(SOURCE DATA begins)

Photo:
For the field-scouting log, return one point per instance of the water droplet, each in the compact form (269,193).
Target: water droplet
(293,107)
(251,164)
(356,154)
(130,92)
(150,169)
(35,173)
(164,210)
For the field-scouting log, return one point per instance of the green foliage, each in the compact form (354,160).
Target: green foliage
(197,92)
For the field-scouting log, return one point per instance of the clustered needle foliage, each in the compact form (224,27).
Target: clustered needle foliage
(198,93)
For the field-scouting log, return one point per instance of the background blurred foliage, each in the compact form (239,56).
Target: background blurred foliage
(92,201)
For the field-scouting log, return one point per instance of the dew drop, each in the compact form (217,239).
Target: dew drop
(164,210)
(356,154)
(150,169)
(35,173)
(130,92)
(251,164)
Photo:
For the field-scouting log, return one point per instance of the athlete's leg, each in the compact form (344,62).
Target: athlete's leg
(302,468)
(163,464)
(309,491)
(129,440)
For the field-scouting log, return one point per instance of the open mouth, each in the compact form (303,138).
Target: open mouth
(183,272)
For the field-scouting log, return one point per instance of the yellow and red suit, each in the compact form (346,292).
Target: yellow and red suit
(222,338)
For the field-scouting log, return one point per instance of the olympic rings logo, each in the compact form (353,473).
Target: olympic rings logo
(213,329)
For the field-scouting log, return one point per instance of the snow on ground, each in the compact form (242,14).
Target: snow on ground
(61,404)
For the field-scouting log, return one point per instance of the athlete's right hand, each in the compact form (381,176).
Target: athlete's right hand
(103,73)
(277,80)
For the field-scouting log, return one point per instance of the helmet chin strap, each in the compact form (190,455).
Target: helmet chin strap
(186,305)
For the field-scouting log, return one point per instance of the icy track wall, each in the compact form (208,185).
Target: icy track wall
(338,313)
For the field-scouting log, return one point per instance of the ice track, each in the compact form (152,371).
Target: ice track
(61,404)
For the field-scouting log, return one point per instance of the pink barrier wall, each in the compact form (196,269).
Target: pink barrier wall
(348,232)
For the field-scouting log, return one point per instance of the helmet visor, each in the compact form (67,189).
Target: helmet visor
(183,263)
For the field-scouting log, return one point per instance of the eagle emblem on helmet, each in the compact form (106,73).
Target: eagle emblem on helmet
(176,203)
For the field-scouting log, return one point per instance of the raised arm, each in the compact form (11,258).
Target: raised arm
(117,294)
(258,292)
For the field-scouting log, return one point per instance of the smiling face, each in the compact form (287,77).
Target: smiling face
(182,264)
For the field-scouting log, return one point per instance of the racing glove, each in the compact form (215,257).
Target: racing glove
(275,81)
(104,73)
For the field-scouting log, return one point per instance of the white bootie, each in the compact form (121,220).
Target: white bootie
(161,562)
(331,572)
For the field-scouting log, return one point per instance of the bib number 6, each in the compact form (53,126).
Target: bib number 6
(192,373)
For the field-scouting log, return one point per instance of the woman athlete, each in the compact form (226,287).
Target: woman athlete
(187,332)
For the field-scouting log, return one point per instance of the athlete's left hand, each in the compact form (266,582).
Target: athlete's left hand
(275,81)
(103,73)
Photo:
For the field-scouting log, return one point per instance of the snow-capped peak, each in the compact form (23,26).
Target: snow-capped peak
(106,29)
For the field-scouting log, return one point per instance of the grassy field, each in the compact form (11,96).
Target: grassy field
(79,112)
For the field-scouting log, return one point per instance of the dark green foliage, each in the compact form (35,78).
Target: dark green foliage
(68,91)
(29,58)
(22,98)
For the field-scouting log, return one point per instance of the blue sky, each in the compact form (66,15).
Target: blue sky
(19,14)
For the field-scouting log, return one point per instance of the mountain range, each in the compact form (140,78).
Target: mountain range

(SOURCE DATA ends)

= TASK INSTRUCTIONS =
Reproduce, exactly and without additions, the run of lines from the start of the listing above to the line bearing "compact form (354,160).", inclusive.

= FINISHED TASK =
Photo:
For the field-scouting log, return one point per instance of the water droplet, each in the compact form (269,193).
Target: water droplet
(293,107)
(251,164)
(356,154)
(130,92)
(150,169)
(35,173)
(164,210)
For the field-scouting log, return one point per instance of the green foliage, each in the compact form (354,160).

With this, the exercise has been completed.